• **DOCUMENT PASSAGE**:
----

Lemire: After cruising steadily higher for most of this year, stock market investors were reminded that the rally remains in the hands of the Federal Reserve (Fed). The market’s “taper tantrum” resulted in a selloff that also saw bond yields spike. Fed officials have quieted the taper talk and markets have recovered nicely, although bond yields remain above recent lows. However, there is a sense that investors are keeping one eye on the exits and standing ready to sell should the Fed do more than just talk about exit strategies. Thus, this spring’s declines could be a preview of future market reactions should the Fed do more than talk.
Over the shorter term, it is possible that the Fed once again attempts to condition the market for its eventual withdrawal of support, although actual actions appear unlikely. Thus, heightened volatility may be the norm for a while.
Lombardo: As long-term investors focusing on strategic asset allocations, we are not particularly concerned with market performance over the next several months. However, U.S. equity markets may well have put in their highs for the year. Earnings growth has slowed dramatically over the last 18 months while the S&P 500 has risen about 30 percent in the same period. More robust valuation metrics — such as Tobin’s Q (measuring the ratio between the market value and replacement value of the same asset) or CAPE (the cyclically adjusted price-to-earnings ratio) — suggest that U.S. equities are overvalued. Stocks may continue higher in the short-term, but the rapid rise in U.S. equity prices over the last two years has dramatically reduced return potential over the next three to five years.
Recently, treasury yields have risen rapidly due to apprehension about when the Fed will reduce, and ultimately end, its quantitative easing, or bond buying, program. The effects have rippled across global fixed-income markets, which also have sold off dramatically. This has created some attractive opportunities, especially in municipal and emerging fixed-income markets. Fixed-income markets are likely oversold in the near term, but they are likely to remain volatile. While rates are below long-term equilibrium levels, they are likely to remain low longer than many would suspect due to quantitative easing and economic weakness.
Sarenski: Our outlook for the next few months in the financial markets is neutral to positive. Companies around the globe are improving their bottom line but the improvements in the bottom lines are getting smaller since year-over-year growth is running at a pace of two to three percent, not four to five percent. Inflation remains low, near two percent, so the year-over-year increase in bottom line is slightly above the inflation rate. Steady, but less than robust, growth can be expected in equity markets.
Provide specific recommendations for investments that clients should be making right now.
Lemire: With U.S. equity markets hitting new highs on an almost daily basis, it is hard to find any bargains domestically. In addition, international equity markets face the headwind of a stronger dollar, which detracts from the returns that U.S. investors earn. It is similarly difficult to make a strong case for bonds. While yields are slightly more attractive than they have been for a while, investors want to be cautious taking on interest-rate risk ahead of possible Fed policy changes.

----

• **OBJECTIVES**:
1. Rewrite the market outlook passage starting with "Over the shorter" and going on through "for a while.", putting "elevated volatility" in place of "heightened volatility".
2. Answer these questions from the market outlook passage:
(a) By about what percentage has the S&P 500 risen over the last 18 months, according to Lombardo?
(b) At what level does Sarenski say inflation remains?
(c) In which fixed-income markets does Lombardo see some attractive opportunities?
The rows that come next are separate material, unrelated to the market outlook passage.

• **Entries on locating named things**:

----

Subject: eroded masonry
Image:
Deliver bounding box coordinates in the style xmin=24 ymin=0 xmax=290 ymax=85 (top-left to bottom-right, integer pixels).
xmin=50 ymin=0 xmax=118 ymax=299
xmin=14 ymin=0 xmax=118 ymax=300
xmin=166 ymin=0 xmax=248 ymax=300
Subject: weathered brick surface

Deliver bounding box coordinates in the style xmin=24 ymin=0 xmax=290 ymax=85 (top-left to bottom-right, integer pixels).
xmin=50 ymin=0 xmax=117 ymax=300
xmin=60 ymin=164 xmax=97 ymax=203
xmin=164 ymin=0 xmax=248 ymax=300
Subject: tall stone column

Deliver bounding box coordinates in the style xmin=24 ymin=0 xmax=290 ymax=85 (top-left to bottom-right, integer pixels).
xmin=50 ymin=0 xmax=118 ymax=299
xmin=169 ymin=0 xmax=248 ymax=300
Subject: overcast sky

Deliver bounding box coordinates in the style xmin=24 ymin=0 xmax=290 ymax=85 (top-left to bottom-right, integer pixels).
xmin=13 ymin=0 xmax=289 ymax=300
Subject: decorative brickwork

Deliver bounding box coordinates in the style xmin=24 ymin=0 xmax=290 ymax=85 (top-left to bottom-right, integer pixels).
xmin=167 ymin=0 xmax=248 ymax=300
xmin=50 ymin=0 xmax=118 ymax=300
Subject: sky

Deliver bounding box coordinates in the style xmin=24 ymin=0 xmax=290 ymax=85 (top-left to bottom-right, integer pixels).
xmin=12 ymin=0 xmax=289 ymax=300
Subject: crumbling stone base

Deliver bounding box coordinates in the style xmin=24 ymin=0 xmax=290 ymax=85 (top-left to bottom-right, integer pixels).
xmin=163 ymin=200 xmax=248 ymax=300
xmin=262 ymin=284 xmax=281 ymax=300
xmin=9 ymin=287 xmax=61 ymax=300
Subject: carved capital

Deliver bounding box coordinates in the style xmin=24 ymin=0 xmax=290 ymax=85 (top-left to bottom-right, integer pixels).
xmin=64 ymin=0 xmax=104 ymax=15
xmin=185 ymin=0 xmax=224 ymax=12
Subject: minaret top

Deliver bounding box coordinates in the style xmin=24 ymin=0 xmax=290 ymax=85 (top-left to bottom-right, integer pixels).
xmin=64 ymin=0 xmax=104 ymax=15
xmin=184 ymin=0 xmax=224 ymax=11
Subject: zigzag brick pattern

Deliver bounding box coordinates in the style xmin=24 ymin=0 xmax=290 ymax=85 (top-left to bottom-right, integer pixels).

----

• **CORRECT ANSWERS**:
1.
Over the shorter term, it is possible that the Fed once again attempts to condition the market for its eventual withdrawal of support, although actual actions appear unlikely. Thus, elevated volatility may be the norm for a while.

2.
(a) About 30 percent.
(b) Low, near two percent.
(c) Municipal and emerging fixed-income markets.